**Exercise aim**: Quote, without any change, the line that contains "post in the picture above?" and all lines that follow it to the end of the data below.

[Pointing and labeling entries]
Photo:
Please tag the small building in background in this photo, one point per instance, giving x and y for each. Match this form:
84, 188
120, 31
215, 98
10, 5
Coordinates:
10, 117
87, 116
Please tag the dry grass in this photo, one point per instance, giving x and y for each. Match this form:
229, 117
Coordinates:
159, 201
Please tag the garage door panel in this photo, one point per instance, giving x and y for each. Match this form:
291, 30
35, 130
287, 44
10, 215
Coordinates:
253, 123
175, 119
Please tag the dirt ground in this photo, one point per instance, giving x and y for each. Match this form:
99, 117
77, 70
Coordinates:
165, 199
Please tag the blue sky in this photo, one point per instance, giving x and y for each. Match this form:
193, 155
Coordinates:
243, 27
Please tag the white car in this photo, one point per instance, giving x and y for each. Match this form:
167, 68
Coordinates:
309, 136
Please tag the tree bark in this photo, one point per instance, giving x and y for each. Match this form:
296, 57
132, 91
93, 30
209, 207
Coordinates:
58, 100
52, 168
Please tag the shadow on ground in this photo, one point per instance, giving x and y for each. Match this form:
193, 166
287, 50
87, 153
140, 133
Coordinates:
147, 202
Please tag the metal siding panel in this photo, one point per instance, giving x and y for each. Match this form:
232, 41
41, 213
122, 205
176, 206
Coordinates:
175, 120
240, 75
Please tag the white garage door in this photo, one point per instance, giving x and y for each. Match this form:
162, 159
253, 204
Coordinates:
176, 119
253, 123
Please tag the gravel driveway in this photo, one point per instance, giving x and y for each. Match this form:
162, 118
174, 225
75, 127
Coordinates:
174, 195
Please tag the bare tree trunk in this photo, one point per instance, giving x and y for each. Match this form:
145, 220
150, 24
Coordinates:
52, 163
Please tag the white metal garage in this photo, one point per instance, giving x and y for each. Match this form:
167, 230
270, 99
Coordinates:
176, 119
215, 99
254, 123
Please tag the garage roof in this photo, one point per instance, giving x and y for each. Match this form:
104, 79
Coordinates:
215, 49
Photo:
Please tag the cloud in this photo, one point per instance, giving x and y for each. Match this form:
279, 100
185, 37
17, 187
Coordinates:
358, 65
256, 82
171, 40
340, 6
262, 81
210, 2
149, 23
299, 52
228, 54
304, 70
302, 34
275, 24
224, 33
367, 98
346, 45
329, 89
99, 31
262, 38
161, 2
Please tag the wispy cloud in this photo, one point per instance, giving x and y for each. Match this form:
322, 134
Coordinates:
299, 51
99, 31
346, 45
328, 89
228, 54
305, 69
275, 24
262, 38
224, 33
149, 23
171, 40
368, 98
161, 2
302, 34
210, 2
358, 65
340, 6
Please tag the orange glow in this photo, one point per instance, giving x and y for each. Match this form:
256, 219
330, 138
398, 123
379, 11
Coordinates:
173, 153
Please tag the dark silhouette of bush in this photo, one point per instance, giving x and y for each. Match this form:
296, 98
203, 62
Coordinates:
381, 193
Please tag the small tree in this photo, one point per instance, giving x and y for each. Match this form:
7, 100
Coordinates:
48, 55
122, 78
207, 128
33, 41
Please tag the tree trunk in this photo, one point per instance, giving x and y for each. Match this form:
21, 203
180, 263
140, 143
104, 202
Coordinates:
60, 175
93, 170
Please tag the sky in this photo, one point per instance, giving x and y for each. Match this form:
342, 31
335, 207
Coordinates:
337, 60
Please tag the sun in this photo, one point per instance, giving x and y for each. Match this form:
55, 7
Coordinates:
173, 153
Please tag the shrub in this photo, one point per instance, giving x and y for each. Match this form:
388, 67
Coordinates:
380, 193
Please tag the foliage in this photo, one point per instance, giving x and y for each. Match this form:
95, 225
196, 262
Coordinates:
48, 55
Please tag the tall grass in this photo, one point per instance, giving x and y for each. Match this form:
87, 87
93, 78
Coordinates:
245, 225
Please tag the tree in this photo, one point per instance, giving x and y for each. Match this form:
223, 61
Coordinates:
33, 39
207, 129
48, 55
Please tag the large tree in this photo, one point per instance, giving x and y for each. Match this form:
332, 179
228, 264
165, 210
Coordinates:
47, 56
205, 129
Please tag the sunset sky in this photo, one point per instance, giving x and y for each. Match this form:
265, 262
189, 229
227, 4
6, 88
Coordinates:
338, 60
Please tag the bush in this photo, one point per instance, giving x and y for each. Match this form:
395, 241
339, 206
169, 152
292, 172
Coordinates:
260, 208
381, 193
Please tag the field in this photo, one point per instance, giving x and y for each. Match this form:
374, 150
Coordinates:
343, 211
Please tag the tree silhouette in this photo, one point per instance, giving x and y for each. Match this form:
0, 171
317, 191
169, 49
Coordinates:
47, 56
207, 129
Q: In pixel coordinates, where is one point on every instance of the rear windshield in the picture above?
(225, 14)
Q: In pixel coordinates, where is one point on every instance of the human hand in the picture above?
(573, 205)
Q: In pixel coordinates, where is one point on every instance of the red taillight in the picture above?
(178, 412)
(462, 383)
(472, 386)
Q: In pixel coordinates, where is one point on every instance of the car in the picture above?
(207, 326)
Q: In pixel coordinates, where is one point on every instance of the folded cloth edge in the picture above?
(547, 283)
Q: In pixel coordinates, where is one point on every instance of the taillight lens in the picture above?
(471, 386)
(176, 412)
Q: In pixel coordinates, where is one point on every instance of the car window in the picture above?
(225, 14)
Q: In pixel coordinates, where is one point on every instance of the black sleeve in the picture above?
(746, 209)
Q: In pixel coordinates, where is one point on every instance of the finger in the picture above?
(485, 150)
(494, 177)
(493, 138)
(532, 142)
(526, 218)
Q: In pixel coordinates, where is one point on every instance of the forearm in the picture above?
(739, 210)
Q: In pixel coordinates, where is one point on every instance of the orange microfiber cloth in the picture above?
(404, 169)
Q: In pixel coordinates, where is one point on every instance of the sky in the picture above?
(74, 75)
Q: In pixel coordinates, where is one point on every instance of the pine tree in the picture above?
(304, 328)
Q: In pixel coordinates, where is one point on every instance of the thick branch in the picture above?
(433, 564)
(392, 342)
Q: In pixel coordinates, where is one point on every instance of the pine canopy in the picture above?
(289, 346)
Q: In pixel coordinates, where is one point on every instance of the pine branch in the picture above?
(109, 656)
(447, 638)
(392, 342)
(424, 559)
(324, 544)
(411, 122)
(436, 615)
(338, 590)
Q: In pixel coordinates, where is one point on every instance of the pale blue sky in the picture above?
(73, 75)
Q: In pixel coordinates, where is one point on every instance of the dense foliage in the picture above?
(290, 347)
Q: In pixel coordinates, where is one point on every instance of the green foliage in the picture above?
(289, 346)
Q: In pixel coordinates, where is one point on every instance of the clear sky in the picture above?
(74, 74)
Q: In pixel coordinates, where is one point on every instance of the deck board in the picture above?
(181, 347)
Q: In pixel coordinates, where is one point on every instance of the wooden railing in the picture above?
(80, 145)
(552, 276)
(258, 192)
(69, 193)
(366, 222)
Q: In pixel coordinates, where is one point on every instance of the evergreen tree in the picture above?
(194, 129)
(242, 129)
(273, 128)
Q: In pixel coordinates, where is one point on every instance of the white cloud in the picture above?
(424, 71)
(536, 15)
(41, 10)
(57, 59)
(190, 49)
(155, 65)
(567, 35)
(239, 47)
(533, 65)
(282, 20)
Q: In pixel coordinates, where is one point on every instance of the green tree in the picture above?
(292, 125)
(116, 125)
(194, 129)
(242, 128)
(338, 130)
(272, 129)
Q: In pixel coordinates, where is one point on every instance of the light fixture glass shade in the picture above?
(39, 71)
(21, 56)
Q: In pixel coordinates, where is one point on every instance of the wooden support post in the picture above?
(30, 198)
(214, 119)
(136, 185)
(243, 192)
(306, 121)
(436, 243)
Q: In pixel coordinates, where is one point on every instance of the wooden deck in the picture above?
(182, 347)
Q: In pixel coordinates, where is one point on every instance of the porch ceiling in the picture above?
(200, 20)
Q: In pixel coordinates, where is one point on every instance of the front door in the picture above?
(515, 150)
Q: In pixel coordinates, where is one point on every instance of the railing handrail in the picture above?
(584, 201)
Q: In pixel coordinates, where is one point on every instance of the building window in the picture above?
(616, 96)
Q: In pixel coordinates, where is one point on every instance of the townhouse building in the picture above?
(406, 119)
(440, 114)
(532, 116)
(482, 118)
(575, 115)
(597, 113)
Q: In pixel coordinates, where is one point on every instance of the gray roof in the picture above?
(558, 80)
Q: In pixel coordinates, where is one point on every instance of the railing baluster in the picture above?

**The completed task**:
Q: In pixel coordinates, where is one point on every instance of the wooden support post in the picture above?
(30, 198)
(214, 119)
(136, 185)
(243, 192)
(306, 121)
(436, 243)
Q: In pixel coordinates, where is one point on every instance of the wooden deck in the picture above?
(182, 347)
Q: In pixel coordinates, where is one point on every instance of the porch ceiling in the picture above?
(200, 20)
Q: In pixel coordinates, where is one point on every instance of the front door in the picture above?
(515, 150)
Q: In pixel coordinates, where is one point on every instance of the railing handrail in the picture above?
(584, 201)
Q: In pixel coordinates, where is one point on every instance of the building window in the picture above?
(616, 96)
Q: In pixel coordinates, where is one point on every instance of the townhouse building in the picture above?
(406, 119)
(440, 114)
(532, 116)
(482, 118)
(575, 115)
(597, 113)
Q: In pixel coordinates, where is one point on every instance of the gray roof in the picture above?
(558, 80)
Q: In pixel coordinates, where is one point on every instance of the railing baluster in the picture above?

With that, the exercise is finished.